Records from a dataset

·····

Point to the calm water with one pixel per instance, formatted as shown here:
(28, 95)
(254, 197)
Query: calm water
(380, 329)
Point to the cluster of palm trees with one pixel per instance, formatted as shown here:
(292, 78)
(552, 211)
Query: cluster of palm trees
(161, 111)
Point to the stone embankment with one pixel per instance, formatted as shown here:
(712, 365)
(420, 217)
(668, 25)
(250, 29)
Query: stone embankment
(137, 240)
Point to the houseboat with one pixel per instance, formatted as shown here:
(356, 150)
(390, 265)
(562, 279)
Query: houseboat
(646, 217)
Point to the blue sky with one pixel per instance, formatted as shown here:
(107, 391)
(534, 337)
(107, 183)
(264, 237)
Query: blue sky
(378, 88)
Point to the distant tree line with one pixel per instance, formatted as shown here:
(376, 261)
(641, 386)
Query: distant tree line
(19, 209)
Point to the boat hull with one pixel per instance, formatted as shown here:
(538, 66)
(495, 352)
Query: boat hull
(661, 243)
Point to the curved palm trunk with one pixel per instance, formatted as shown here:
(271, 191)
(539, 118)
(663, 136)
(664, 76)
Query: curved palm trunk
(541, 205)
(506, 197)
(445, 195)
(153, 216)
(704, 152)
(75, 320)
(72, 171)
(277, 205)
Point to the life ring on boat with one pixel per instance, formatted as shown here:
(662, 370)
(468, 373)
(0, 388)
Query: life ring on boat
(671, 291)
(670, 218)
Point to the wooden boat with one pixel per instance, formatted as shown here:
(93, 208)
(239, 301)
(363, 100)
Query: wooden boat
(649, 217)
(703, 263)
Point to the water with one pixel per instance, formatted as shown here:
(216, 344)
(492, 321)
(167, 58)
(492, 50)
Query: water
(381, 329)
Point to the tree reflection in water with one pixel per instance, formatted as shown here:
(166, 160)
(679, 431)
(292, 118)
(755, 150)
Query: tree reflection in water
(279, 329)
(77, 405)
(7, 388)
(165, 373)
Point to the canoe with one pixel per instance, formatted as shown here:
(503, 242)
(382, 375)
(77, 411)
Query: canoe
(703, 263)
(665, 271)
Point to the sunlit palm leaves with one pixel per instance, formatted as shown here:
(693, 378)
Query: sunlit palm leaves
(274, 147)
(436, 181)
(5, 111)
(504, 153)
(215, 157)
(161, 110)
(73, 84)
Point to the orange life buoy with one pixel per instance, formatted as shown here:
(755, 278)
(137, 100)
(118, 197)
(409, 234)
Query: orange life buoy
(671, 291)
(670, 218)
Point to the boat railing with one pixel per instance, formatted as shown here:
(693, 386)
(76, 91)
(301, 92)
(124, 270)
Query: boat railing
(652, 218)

·····

Reproduce each record exactly as it appears.

Point to the calm water with one pixel per instance, formatted as shown here:
(28, 95)
(254, 197)
Query: calm water
(380, 329)
Point to the cluster of palm trees with one pixel per instance, formatted as shown here:
(292, 78)
(552, 211)
Query: cluster of palm trees
(161, 111)
Point to the stone embankment with one pixel per instance, formatted as shown here:
(712, 365)
(420, 217)
(668, 25)
(250, 29)
Query: stone embankment
(137, 240)
Point to the houseboat with one pixel per instance, formatted as shown here:
(356, 150)
(390, 265)
(562, 279)
Query: houseboat
(646, 217)
Point to the blue sky with one pixel per instance, formatted as shown here:
(107, 391)
(534, 337)
(107, 183)
(264, 237)
Query: blue sky
(378, 88)
Point to the distant tree line with one pixel per instance, formatted as shown here:
(376, 261)
(641, 386)
Query: distant tree line
(19, 209)
Point to the boat hull with one pixel per instance, formatted as shown here:
(538, 66)
(495, 352)
Query: boat hull
(661, 243)
Point to the curved palm trunk with one pixel per instance, formatted as shown here:
(271, 191)
(539, 118)
(663, 136)
(664, 76)
Query: curved palm trunk
(541, 205)
(506, 197)
(445, 195)
(153, 216)
(704, 152)
(75, 320)
(72, 171)
(277, 205)
Point to the life ring on boat with one pixel per instance, formatted as shown here:
(662, 370)
(468, 373)
(0, 388)
Query: life ring on boat
(671, 291)
(670, 218)
Point to the wooden boat with one pixel per instance, formatted as shown here:
(93, 208)
(239, 301)
(363, 100)
Query: wooden boat
(649, 217)
(703, 263)
Point to the water with one pixel per instance, formatted as shown here:
(216, 344)
(492, 321)
(167, 58)
(492, 50)
Query: water
(381, 329)
Point to the tree reflection in water with one pixel per instance, formatted as shown here:
(166, 160)
(679, 431)
(292, 118)
(755, 150)
Query: tree reflection in water
(279, 329)
(77, 405)
(7, 388)
(165, 373)
Point to the canoe with one pixel per instance, formatted as shown here:
(503, 242)
(382, 375)
(77, 411)
Query: canoe
(703, 263)
(665, 271)
Point to the sunlit palm leaves with one pixel per instance, formatted as shown here:
(693, 378)
Query: sunlit palm leaves
(274, 147)
(436, 181)
(5, 111)
(504, 153)
(215, 157)
(161, 110)
(73, 84)
Point to the orange life buoy with one pixel per instance, formatted as shown here:
(755, 278)
(137, 100)
(118, 197)
(409, 234)
Query: orange life buoy
(671, 291)
(670, 218)
Point to the boat railing with one pixel per instance, formatted as shown here:
(693, 386)
(76, 91)
(301, 92)
(124, 270)
Query: boat railing
(652, 218)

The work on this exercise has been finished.